— Task directions —
Rewrite the rows below, putting "enclosing box" in place of every "bounding box" and keeping everything else the same.

====== Entries shown

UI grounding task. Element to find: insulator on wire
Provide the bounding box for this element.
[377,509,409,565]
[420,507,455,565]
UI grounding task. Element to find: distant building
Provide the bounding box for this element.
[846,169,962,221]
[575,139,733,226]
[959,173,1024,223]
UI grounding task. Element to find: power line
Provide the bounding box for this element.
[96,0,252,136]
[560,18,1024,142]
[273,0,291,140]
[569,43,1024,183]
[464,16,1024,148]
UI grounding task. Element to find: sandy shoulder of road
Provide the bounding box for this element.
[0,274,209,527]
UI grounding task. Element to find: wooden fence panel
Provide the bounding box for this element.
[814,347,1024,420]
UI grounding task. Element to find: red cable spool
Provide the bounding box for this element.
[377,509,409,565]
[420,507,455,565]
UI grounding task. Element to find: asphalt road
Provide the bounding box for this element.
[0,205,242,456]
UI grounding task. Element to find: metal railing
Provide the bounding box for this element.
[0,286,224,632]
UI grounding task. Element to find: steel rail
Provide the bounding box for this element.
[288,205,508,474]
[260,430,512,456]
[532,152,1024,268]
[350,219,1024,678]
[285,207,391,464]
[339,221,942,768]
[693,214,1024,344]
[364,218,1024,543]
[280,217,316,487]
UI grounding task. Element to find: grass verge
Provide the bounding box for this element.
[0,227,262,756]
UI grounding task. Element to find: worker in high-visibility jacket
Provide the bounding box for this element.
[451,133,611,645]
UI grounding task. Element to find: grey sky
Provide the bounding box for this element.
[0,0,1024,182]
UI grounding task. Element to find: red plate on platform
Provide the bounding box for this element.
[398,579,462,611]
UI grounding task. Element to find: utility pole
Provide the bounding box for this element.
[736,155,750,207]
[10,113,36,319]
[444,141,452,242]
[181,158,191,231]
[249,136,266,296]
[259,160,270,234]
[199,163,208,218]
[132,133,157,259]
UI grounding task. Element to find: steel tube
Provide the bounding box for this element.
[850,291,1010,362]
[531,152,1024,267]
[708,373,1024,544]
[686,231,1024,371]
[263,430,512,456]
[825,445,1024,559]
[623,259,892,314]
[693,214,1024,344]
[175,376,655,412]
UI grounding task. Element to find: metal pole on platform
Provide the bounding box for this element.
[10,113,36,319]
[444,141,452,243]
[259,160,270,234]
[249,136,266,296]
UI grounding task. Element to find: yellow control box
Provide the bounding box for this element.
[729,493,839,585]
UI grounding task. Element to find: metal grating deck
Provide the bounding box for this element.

============

— Response for this exercise —
UI grounding task. Element to find: insulator on wire
Provide the enclosing box for this element.
[377,509,409,565]
[420,507,455,565]
UI grounding task. Element to find: distant building
Provide the enclosing box for this element.
[846,169,962,221]
[575,139,733,226]
[959,173,1024,223]
UI grounding task. Element to find: power line
Provide the enclosing box for this element.
[96,0,252,136]
[560,18,1024,142]
[273,0,291,140]
[569,43,1024,183]
[464,16,1024,148]
UI grounding task. Element to find: sandy shoulder of road
Provide the enclosing box for this element.
[0,274,209,527]
UI grounding task. Element to find: wooden fence panel
Provide the enclosing box for this element.
[814,347,1024,420]
UI grounding task. Element to find: red cable spool
Provide the enclosing box for this element.
[377,509,409,565]
[420,507,455,565]
UI grounding task. Element to find: asphalt road
Provide the enclosing box for this element.
[0,205,242,456]
UI grounding task. Element to find: metal railing
Provide the enclosing box for this element.
[0,286,224,632]
UI grounding task. Element to find: steel rail
Provide the enclosing box for this element.
[288,205,508,474]
[260,430,512,456]
[532,152,1024,268]
[350,219,1024,678]
[285,207,391,464]
[339,221,942,768]
[693,214,1024,344]
[364,218,1024,543]
[280,217,316,487]
UI grounding task. Element to find: grass verge
Provide the enclosing box for this element.
[0,227,262,756]
UI grounding task. Element to find: worker in high-visibility jacket
Provide the enclosing box for this element.
[451,133,611,645]
UI grounding task. Element to find: grey sky
Provide the enclosing box for this element.
[0,0,1024,182]
UI grounding task. Element to find: red plate on platform
Provide the enclosing box for this element.
[398,579,462,611]
UI grounding task. Element to find: utility pole
Provide the enclosing box for this element.
[736,155,750,207]
[10,113,36,319]
[444,141,452,242]
[181,158,191,231]
[249,136,266,296]
[259,160,270,234]
[199,163,208,218]
[132,133,157,259]
UI grounding task. Element to find: steel tube
Provide the enclosing box for this element.
[850,291,1010,362]
[531,152,1024,267]
[708,373,1024,544]
[686,231,1024,371]
[263,430,512,456]
[825,445,1024,559]
[623,259,892,314]
[693,214,1024,344]
[175,376,655,412]
UI grounding task. Element to find: metal pole on platform
Provide the enclosing box for this element.
[10,113,36,319]
[444,141,452,243]
[259,160,270,234]
[249,136,266,296]
UI grounding task. Element to find: yellow control box
Provide the enclosing box for this element.
[729,493,839,585]
UI grounding task. Element to find: metal grating deck
Provide the enclosing box for this element.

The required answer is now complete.